▶ SOURCE EXTRACT:
........
Latest North Korean Offensive: Dumping Trash on South Korea From the Sky
North Korea has resumed an unusual operation to show anger at South Korea: dumping trash from the sky across the world’s most heavily armed border.
Between Tuesday night and Wednesday, the South Korean military said that it found 260 balloons drifting across the Demilitarized Zone, the buffer between the two Koreas. Soon, residents across South Korea, including some in Seoul, the capital, reported seeing plastic bags falling from the sky.
The authorities sent chemical and biological terrorism response squads, as well as bomb squads, to inspect the payloads. But they only found garbage, like cigarette butts, plastic water bottles, used paper and shoes, and what looked like compost. The South Korean military said the garbage was released by timers when the balloons reached its airspace.
North Korea in recent years has taken an increasingly belligerent military stance. Its unusual offensive this week prompted South Korea to send a cellphone alert to residents living near the inter-Korean border to refrain from outdoor activities and watch out for unidentified objects falling from the sky. Some confusion arose when the alert message included the auto-generated English phrase “Air raid preliminary warning.” The government said it would fix the glitch.
“Acts like this by North Korea are a clear violation of international law and a serious threat to the safety of our people,” the South Korean military said in a statement on Wednesday. “We issue a stern warning to North Korea to stop this anti-humanitarian and dirty operation.”
The North Korean balloons arrived in South Korea days after Pyongyang accused North Korean defectors living in South Korea of “scattering leaflets and various dirty things” over its border counties and vowed to take “tit-for-tat action.”
“Mounds of wastepaper and filth will soon be scattered over the border areas and the interior” of South Korea, Kim Kang Il, a vice defense minister of North Korea, said in a statement on Saturday. “It will directly experience how much effort is required to remove them.”
During the Cold War decades following the 1950-53 Korean War, the two countries waged fierce psychological warfare, bombarding each other with propaganda broadcasts and sending millions of propaganda leaflets across the border.
Such operations ebbed and flowed depending on the political mood on the Korean Peninsula. The two Koreas agreed to de-escalate their propaganda duel after a landmark summit in 2000 at which they agreed to promote reconciliation. The nations again reaffirmed that agreement when the North’s leader, Kim Jong-un, and President Moon Jae-in of South Korea met in 2018.
But North Korean defectors and conservative activists in the South continued to send balloons to the North. Their balloons carried mini-Bibles, dollar bills, computer thumb drives containing South Korean soap operas, and leaflets that called Mr. Kim and his father and grandfather, who ruled the North before him, “pigs,” “vampires” and “womanizers.”
These balloons, their proponents said, helped chip away at the information blackout and a personality cult North Korea imposed against its people.
North Korea took offense, so much so that its military fired antiaircraft guns to shoot down the northbound plastic balloons. In 2016, it retaliated by sending balloons loaded with cigarette butts and other trash, as well as leaflets calling the then South Korean leader, Park Geun-hye, an “evil witch.” A few years later, it claimed that balloons from the South were carrying the Covid-19 virus.
In 2021, South Korea enacted a law that banned the spreading of propaganda leaflets into North Korea. The government at the time said that the balloons did little more than provoke the North and also created trash in the South because some balloons never make it across the border.
But last year, the South’s Constitutional Court struck down the law, calling it an unconstitutional infringement on the freedom of speech.
........
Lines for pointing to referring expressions

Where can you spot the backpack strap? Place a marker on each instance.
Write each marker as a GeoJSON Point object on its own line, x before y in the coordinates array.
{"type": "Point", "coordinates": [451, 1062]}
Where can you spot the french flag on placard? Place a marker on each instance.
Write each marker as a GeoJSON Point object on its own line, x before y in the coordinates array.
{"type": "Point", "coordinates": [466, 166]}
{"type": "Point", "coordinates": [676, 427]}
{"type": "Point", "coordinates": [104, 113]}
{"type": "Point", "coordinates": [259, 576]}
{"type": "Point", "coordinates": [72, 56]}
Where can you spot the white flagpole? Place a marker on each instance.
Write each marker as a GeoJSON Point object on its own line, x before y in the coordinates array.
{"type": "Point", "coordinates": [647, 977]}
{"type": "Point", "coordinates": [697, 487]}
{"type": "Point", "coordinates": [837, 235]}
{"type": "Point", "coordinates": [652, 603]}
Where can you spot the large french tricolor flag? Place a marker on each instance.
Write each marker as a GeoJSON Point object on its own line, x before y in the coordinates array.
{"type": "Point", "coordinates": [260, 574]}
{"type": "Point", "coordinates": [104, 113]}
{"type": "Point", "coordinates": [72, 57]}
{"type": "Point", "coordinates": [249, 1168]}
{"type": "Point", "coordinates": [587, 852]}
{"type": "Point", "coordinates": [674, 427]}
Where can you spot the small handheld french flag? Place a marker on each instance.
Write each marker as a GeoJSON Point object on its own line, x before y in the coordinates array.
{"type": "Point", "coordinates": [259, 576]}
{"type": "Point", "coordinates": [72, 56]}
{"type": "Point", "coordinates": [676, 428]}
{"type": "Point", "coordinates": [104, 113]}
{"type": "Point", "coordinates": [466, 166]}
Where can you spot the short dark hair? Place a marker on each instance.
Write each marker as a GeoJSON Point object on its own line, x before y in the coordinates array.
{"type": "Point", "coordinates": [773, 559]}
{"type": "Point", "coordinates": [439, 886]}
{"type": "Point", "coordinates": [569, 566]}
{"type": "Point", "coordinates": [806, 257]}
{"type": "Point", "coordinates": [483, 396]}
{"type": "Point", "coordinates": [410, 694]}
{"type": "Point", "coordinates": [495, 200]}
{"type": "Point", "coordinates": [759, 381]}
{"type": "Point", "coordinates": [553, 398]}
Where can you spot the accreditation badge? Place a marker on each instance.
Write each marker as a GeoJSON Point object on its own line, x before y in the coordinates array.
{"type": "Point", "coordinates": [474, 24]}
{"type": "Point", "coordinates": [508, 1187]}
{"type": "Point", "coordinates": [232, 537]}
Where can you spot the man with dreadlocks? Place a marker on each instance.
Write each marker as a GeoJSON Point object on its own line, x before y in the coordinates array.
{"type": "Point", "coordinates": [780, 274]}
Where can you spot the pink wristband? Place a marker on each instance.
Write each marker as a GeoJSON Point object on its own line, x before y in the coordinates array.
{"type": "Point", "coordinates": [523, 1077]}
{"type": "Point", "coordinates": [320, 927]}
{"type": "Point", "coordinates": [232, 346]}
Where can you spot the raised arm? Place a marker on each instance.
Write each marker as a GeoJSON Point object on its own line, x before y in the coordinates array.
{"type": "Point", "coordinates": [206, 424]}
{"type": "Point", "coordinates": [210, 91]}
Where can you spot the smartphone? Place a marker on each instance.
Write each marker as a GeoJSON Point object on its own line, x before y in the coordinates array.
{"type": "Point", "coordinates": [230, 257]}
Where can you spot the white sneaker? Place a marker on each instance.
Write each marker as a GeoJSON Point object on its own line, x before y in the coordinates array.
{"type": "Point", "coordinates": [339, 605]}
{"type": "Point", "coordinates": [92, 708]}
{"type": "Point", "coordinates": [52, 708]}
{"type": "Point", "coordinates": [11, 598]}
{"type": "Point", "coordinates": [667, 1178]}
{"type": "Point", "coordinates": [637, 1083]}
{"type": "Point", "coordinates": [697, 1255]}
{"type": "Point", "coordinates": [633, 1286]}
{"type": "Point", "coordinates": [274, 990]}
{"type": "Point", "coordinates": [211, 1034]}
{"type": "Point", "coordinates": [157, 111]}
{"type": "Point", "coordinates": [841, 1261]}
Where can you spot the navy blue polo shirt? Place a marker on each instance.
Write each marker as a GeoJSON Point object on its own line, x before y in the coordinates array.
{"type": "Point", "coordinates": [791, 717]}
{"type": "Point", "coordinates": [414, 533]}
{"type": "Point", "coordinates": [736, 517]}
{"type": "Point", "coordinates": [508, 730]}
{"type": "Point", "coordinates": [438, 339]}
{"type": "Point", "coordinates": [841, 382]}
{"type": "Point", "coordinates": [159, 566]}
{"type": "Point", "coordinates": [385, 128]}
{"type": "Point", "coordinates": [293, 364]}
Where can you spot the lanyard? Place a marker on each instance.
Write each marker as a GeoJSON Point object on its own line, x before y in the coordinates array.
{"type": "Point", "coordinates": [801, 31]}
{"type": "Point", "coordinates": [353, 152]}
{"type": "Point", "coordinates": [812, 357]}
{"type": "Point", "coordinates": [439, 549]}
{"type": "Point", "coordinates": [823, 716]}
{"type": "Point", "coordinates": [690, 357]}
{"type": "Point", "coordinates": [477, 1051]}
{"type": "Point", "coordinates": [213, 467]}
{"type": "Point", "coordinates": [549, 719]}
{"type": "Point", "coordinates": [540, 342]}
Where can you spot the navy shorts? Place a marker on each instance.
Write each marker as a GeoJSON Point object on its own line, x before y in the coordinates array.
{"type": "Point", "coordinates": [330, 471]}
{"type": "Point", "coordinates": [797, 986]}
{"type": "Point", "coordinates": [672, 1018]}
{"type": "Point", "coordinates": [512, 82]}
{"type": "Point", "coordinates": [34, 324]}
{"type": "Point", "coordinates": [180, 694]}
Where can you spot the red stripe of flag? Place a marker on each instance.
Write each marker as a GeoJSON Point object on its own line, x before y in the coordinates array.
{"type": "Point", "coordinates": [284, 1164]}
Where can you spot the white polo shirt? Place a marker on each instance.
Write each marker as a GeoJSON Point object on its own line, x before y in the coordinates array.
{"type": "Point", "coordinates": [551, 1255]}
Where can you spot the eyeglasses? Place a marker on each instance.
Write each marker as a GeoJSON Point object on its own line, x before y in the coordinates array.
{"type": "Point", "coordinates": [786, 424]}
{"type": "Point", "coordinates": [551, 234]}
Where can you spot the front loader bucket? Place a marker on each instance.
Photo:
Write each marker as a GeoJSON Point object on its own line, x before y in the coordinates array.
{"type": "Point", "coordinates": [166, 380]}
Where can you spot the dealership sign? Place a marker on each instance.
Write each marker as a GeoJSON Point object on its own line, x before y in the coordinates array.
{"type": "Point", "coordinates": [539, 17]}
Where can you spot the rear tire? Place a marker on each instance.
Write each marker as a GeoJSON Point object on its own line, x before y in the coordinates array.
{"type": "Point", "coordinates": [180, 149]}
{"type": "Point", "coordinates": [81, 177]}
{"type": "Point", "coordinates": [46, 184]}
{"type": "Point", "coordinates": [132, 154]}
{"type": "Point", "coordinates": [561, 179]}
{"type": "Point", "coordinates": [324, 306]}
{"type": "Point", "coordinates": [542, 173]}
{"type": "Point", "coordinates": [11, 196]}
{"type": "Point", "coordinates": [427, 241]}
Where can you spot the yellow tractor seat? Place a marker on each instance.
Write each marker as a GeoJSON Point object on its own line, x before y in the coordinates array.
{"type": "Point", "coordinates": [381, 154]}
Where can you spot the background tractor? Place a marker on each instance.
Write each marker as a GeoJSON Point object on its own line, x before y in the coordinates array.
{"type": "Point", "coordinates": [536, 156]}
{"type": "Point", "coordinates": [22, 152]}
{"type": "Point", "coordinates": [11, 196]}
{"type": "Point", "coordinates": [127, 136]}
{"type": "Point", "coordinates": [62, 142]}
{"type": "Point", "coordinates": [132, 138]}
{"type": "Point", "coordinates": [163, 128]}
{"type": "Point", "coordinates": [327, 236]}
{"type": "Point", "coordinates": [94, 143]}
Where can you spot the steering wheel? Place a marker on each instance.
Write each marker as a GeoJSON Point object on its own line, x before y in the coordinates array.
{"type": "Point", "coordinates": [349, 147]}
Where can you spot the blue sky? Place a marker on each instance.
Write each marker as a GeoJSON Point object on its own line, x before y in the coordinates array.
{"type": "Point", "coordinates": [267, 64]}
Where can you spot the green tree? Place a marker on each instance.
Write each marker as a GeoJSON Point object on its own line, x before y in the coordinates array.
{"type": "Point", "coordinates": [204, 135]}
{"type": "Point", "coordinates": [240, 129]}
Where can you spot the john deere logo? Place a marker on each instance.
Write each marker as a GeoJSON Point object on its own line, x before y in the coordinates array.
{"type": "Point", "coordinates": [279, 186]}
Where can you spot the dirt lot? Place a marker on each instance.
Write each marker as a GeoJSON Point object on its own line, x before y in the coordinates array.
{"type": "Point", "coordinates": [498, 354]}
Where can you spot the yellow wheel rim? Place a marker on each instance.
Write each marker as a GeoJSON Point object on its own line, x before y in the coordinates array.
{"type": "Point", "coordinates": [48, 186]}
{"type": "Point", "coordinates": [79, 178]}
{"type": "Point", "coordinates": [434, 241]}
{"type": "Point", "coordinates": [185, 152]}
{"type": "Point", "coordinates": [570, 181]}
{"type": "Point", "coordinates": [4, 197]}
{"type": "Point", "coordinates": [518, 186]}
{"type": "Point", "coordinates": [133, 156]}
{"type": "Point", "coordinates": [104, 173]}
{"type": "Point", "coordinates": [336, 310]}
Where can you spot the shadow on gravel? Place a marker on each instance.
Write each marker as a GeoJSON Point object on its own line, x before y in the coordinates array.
........
▶ WHAT TO WORK ON: According to the trash-balloon article, how many balloons did the South Korean military find drifting across the Demilitarized Zone between Tuesday night and Wednesday? Answer from the trash-balloon article alone.

▶ TASK ANSWER: 260 balloons.